Work task: Print every record below exactly as it stands.

Input material:
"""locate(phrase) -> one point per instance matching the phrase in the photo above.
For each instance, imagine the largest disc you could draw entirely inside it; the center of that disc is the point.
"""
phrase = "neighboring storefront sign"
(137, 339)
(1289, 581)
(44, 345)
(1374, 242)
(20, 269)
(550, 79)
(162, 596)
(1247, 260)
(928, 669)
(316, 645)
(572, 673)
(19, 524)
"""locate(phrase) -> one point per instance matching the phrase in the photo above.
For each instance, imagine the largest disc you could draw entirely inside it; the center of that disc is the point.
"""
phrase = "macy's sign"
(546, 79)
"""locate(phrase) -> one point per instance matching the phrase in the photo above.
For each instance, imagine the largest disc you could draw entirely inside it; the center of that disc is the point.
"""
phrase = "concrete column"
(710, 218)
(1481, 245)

Exercise output:
"""locate(phrase) -> one point per instance matching the phrase in the photo above.
For each instance, imagine the largest disc you could draw entirely inside it; the center of that disc is the point.
"""
phrase = "neighboring storefront sign"
(137, 339)
(1289, 581)
(44, 345)
(1374, 242)
(20, 269)
(550, 79)
(162, 596)
(1247, 260)
(928, 669)
(316, 645)
(572, 673)
(19, 524)
"""locate(phrase) -> one point per instance matching the phrase in the photo above.
For each instance, imagine the largest disc you could draw entirely inside it; the center of that disc is the point.
"""
phrase = "macy's sign"
(546, 79)
"""locate(phrase) -> one point per instance matching the phrase in the photo above.
For each instance, imagine the largest disc you could draw entirely inside it; the center of that disc is the point.
"""
phrase = "concrete column"
(710, 218)
(1481, 245)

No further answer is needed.